__Goal__:
Send back all the data below, exactly as given.

__Excerpted records__:
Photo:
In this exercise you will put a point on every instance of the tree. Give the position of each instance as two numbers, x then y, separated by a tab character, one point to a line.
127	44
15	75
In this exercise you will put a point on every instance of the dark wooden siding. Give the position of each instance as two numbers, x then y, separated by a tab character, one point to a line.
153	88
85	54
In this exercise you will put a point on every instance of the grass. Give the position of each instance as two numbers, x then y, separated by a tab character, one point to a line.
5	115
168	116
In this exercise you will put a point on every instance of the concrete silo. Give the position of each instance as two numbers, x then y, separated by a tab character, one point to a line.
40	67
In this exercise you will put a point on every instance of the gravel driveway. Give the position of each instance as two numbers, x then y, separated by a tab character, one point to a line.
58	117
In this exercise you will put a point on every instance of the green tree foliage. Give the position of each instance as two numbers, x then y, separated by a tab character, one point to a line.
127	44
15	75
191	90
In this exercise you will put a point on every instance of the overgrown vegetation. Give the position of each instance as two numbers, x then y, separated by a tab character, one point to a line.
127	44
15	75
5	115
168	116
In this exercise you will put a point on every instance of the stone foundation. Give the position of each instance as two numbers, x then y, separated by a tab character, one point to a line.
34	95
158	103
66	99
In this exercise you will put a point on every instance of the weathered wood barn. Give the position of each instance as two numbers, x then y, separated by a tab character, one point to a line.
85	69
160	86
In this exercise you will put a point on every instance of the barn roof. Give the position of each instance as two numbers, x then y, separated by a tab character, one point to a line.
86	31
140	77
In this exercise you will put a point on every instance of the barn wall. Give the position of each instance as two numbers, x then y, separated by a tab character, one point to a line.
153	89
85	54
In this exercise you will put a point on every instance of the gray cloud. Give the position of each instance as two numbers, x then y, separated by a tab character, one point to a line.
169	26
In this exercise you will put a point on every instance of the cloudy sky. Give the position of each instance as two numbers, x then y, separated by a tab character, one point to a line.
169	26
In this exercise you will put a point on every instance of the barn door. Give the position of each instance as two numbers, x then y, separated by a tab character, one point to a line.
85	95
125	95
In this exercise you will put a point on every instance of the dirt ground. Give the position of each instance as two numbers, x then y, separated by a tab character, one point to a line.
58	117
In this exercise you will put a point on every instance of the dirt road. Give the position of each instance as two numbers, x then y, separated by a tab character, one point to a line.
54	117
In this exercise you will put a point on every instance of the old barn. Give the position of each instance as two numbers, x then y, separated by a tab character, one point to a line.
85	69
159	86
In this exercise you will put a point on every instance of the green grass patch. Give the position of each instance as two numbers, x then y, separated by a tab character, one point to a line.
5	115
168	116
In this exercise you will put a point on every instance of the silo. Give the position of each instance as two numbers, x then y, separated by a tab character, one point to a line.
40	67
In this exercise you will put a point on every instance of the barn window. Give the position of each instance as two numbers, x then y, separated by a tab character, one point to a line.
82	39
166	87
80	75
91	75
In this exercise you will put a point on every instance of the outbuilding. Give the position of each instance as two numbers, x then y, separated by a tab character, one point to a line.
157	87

__Full output__:
Photo:
In this exercise you will put a point on every instance of the tree. Give the position of each instance as two numbers, x then y, separated by a tab character, one point to a line.
127	44
15	75
In this exercise you will put a point on every instance of the dark wooden siding. Give the position of each instance as two numbers, x then y, separated by a tab character, one point to a line.
153	88
85	54
In this exercise you will put a point on every instance of the grass. Give the position of each instance as two numbers, x then y, separated by a tab character, one point to a line.
5	115
168	116
In this exercise you will put a point on every instance of the concrete silo. Give the position of each instance as two numbers, x then y, separated by a tab character, one point to a line.
40	67
In this exercise you will put a point on every instance of the gravel driveway. Give the position of each instance as two numbers, x then y, separated by a tab character, one point to a line.
58	117
In this exercise you will put a point on every instance of the green tree foliage. Give the position of each instance as two numbers, x then y, separated by a tab character, one point to a line.
127	44
15	75
191	90
In this exercise you will put a point on every instance of the overgrown vegetation. Give the position of each instance as two numbers, x then y, separated by a tab character, one point to a line.
127	44
15	75
5	115
168	116
In this exercise you will put a point on every instance of the stone foundation. Give the position of each instance as two numbers, x then y, separated by a tab character, one point to a line.
34	95
158	103
66	99
In this exercise you will put a point on every instance of the weathered wood barn. Give the position of each instance as two numbers, x then y, separated by a tab character, one point to a line.
85	69
160	86
In this exercise you will put a point on every instance of the barn roof. Give the position of each instance as two numbers, x then y, separated by a tab character, one point to a line.
86	31
140	77
In this exercise you will put a point on every instance of the barn wall. Give the position of each instance as two numbers, x then y, separated by a tab character, one point to a line.
153	89
85	54
In this exercise you will put a point on every instance of the gray cloud. Give the position of each instance as two numbers, x then y, separated by a tab character, one point to a line.
169	26
In this exercise you will put a point on every instance of the cloudy sky. Give the position of each instance as two numbers, x then y, separated by a tab character, one point to a line.
169	26
In this exercise you will put a point on every instance of the barn door. Give the position of each instance as two numbers, x then y, separated by a tab character, one point to a line.
85	95
125	95
In this exercise you will put a point on every instance of the dirt ground. Give the position of each instance as two numbers, x then y, separated by a tab character, one point to a line.
58	117
In this exercise you will put a point on every instance of the dirt road. Give the position of each instance as two numbers, x then y, separated by a tab character, one point to a line.
54	117
In this exercise you will put a point on every instance of the old barn. Give the position of each instance as two numbers, x then y, separated by a tab character, one point to a line.
85	69
159	86
In this exercise you will put a point on every instance of the green grass patch. Give the position of each instance as two numbers, x then y, separated by a tab character, one point to a line.
5	115
168	116
In this exercise you will put a point on every instance of the silo. Give the position of each instance as two numbers, x then y, separated by a tab character, one point to a line.
40	67
In this exercise you will put a point on every instance of the barn window. Give the position of each instance as two numbers, x then y, separated by a tab character, one point to a line.
82	39
166	87
80	75
91	75
In this exercise you will put a point on every instance of the outbuilding. Give the position of each instance as two numbers, x then y, separated by a tab character, one point to a line.
157	87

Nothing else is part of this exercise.